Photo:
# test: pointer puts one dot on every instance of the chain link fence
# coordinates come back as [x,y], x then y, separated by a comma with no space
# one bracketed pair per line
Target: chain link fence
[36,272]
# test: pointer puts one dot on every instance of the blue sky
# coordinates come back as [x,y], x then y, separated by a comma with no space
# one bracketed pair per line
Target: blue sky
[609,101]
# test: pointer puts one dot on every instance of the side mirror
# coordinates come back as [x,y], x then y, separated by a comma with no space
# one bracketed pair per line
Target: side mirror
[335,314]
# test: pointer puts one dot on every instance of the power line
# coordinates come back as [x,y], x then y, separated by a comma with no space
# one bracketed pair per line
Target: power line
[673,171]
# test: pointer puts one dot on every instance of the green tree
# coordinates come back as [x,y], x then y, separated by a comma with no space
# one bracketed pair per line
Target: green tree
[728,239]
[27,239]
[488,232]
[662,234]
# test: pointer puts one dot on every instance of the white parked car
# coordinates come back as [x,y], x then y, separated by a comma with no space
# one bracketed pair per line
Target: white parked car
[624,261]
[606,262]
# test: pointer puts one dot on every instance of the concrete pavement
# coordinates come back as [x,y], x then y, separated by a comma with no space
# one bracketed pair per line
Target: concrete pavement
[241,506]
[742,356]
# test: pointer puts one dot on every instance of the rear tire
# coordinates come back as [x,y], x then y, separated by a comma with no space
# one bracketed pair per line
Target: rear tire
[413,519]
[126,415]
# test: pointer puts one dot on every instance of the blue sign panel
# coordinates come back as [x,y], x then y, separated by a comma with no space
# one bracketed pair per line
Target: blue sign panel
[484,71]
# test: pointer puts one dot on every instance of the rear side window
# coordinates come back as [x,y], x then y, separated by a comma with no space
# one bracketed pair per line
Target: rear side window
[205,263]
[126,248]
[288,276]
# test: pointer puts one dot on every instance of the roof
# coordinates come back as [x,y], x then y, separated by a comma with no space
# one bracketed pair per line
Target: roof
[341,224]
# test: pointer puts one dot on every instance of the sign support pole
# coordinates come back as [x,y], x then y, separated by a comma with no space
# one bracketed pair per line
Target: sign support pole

# [Problem description]
Exactly as shown above, return every record.

# [Written response]
Photo:
# test: pointer puts one dot on every instance of the chain link fence
# coordinates come back as [x,y], x then y, separated by a comma with no space
# one bracketed pair per line
Target: chain link fence
[36,272]
# test: pointer puts one dot on every instance of the blue sky
# coordinates come back as [x,y], x then y, separated by a comma with no space
# one bracketed pair per line
Target: blue sky
[609,101]
# test: pointer puts one dot on every instance of the side mirror
# coordinates come back as [x,y], x then y, separated by a comma with no space
# one bracketed pair per line
Target: side mirror
[335,314]
# test: pointer puts one dot on every instance of the power line
# coordinates come back as [x,y], x then y, separated by a comma with no space
# one bracketed pair per line
Target: power line
[673,171]
# test: pointer puts one dot on every instance of the green tree
# coordinates come back as [x,y], x then y, separated by a comma with no space
# one bracketed pair per line
Target: green tree
[728,239]
[27,239]
[488,232]
[662,234]
# test: pointer puts one dot on every instance of the white parked car
# coordinates come back as [x,y], x then y, separated by a comma with no space
# one bracketed pair per line
Target: white parked car
[624,261]
[606,262]
# test: pointer puts one dot on every instance of the concrete pavement
# coordinates come back as [x,y], x then y, separated by a comma with no space
# one bracketed pair per line
Target: concrete pavement
[241,506]
[742,356]
# test: pointer puts one dot on every instance of the rear tire
# coordinates come back as [x,y], x then y, separated by a comma with no space
# one bracketed pair per line
Target: rear tire
[413,519]
[126,415]
# test: pointer puts one dot on every instance of the blue sign panel
# coordinates come back as [x,y], x then y, separated by a comma with no space
# one bracketed pair per line
Target: blue sign panel
[484,71]
# test: pointer puts one dot on every instance of the rear side window
# coordinates come back as [x,y], x then y, separated by a comma with no space
# one bracketed pair per line
Target: rear side window
[205,263]
[126,248]
[288,276]
# test: pointer puts one dot on every instance of the roof
# coordinates come back as [x,y], x then y, separated by a comma with no space
# one bracketed pair per line
Target: roof
[341,224]
# test: pointer puts one dot on every instance of the sign support pole
# coordinates come back as [x,y], x then y, separated by a comma with no space
# one bracketed pair per line
Target: sign support pole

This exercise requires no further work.